[Collected data]
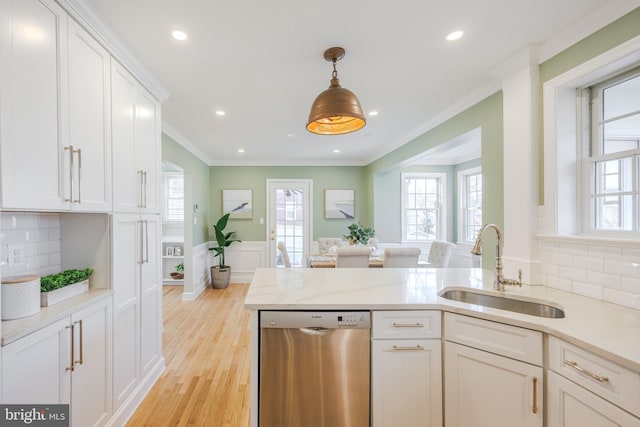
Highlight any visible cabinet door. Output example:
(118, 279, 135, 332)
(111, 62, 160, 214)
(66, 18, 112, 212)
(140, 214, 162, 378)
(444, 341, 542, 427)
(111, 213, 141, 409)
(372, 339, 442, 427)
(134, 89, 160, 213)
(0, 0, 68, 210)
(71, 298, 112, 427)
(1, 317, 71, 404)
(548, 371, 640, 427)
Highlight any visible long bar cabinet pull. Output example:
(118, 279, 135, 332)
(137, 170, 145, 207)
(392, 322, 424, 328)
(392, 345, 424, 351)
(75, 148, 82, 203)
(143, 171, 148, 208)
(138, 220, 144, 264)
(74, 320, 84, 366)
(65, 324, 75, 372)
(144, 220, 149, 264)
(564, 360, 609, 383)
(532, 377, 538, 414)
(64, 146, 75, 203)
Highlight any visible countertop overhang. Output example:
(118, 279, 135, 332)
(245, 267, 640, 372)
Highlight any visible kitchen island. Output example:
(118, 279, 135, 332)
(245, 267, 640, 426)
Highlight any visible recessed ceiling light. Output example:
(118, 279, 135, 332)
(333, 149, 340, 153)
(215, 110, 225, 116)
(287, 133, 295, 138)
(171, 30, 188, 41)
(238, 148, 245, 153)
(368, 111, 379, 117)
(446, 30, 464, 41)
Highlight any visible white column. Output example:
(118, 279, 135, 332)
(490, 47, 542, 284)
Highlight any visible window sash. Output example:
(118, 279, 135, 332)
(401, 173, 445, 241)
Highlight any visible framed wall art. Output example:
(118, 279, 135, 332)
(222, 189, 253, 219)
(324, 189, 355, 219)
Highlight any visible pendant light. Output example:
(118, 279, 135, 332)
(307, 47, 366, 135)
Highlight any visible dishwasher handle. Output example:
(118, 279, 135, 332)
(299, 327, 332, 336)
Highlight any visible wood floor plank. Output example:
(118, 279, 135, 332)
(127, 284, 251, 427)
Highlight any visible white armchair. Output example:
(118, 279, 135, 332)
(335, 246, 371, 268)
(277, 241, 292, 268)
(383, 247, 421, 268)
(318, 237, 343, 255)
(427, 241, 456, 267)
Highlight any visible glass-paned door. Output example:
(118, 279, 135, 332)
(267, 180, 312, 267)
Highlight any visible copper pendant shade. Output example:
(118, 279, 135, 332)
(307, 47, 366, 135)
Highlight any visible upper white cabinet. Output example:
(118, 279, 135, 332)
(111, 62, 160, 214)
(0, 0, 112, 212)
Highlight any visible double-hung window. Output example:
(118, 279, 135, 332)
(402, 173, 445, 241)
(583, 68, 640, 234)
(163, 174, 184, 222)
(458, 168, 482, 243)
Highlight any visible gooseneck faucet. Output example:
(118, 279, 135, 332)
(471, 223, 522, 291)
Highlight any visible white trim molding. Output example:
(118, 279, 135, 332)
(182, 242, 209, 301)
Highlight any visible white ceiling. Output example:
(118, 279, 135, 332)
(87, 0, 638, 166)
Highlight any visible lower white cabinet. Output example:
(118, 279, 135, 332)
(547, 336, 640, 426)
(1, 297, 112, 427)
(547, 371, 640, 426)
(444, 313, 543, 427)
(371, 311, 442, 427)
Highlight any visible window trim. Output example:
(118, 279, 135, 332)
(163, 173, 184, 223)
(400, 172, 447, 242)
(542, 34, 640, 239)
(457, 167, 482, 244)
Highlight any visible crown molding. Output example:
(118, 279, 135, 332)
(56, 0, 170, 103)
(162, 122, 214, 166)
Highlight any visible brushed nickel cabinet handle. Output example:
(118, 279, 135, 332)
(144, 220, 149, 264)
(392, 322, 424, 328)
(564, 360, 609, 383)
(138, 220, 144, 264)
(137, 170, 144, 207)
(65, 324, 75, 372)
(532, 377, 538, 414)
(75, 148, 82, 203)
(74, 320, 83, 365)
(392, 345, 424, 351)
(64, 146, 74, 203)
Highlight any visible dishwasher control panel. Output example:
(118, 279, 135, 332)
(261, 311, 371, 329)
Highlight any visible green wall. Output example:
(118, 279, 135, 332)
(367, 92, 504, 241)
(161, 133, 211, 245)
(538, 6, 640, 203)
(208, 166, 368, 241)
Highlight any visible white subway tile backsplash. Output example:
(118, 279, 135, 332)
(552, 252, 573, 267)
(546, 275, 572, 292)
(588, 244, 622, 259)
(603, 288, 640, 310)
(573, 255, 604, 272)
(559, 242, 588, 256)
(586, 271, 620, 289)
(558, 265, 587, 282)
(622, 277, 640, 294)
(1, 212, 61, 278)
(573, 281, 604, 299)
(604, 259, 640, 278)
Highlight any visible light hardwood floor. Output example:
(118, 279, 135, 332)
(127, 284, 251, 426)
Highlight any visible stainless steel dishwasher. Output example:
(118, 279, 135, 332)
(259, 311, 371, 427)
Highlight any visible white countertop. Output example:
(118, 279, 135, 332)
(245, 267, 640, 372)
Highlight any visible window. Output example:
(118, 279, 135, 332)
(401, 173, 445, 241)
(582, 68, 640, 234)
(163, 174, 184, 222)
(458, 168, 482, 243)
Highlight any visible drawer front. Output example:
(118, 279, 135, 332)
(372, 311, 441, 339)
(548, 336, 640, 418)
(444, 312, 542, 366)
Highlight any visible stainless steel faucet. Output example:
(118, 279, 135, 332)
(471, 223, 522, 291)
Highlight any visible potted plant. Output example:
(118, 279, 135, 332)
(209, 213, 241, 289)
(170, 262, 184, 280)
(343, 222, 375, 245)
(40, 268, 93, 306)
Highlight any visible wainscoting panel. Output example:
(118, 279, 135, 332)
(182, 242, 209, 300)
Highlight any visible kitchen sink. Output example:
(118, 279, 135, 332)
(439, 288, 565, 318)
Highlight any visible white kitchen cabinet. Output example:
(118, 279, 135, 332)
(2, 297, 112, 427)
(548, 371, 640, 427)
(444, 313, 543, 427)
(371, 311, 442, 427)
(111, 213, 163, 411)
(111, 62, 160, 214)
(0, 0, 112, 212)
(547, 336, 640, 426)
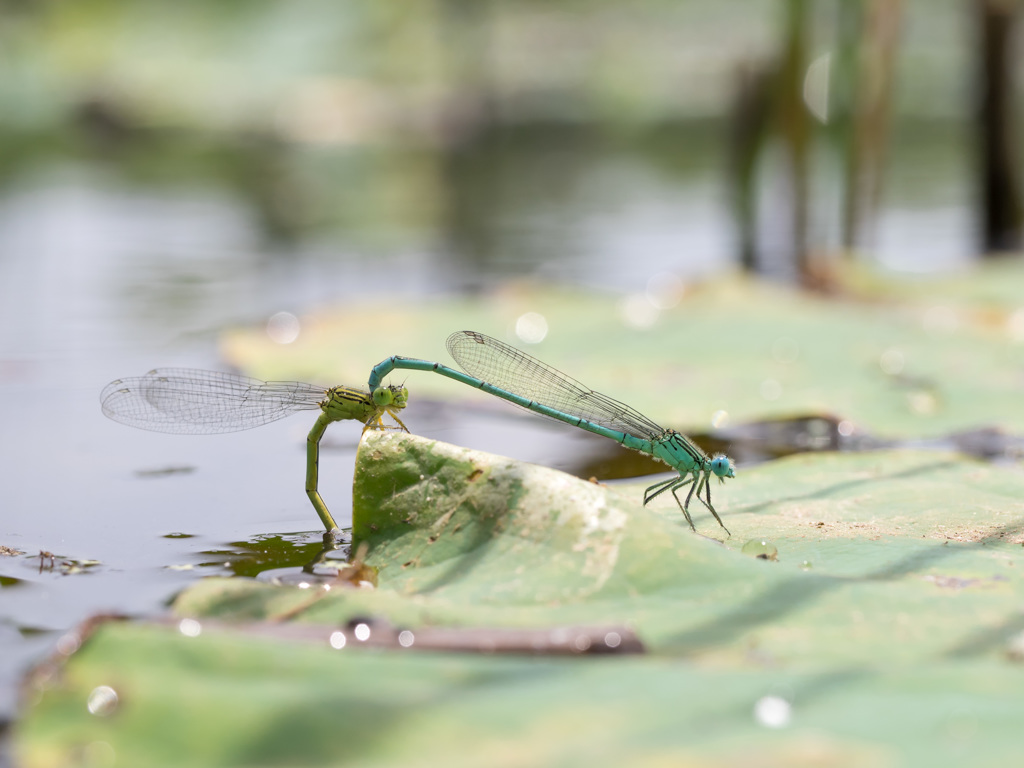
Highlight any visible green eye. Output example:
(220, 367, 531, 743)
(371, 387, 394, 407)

* [TASK DIRECTIONS]:
Set down the records above word for word, from the first line through the line containing "Highlight any visible dishwasher handle.", both included; leave out the pictures.

* [WRITTEN RESPONSE]:
Highlight any visible cabinet door. Output example:
(118, 279, 135, 332)
(111, 62, 160, 214)
(66, 18, 112, 212)
(140, 214, 162, 378)
(444, 341, 542, 427)
(111, 213, 141, 409)
(372, 339, 442, 427)
(134, 89, 160, 213)
(0, 0, 68, 210)
(71, 298, 112, 427)
(1, 317, 71, 404)
(548, 371, 640, 427)
Highlight any visible long bar cabinet pull. Output example:
(118, 279, 135, 332)
(137, 170, 145, 207)
(392, 322, 424, 328)
(392, 345, 424, 351)
(75, 148, 82, 203)
(143, 171, 148, 208)
(138, 220, 144, 264)
(74, 320, 84, 366)
(65, 324, 75, 372)
(144, 220, 149, 264)
(564, 360, 609, 383)
(532, 377, 538, 414)
(64, 146, 75, 203)
Highlight any visible countertop overhang. Output example:
(118, 279, 135, 332)
(245, 267, 640, 372)
Highlight any visible kitchen island. Output example:
(118, 279, 135, 332)
(245, 267, 640, 426)
Highlight any visible recessed ceiling light. Output example:
(118, 279, 135, 332)
(333, 149, 340, 153)
(215, 110, 225, 116)
(287, 133, 295, 138)
(171, 30, 188, 41)
(238, 148, 245, 153)
(368, 111, 379, 117)
(446, 30, 464, 41)
Highlight any visible white column. Output example:
(118, 279, 135, 332)
(490, 47, 542, 284)
Highlight any visible window sash. Output example:
(118, 279, 135, 332)
(401, 173, 445, 241)
Highlight any visible framed wall art. Output example:
(118, 279, 135, 332)
(222, 189, 253, 219)
(324, 189, 355, 219)
Highlight any visible pendant light. Output example:
(118, 279, 135, 332)
(307, 47, 366, 135)
Highlight any visible dishwasher handle. Output example:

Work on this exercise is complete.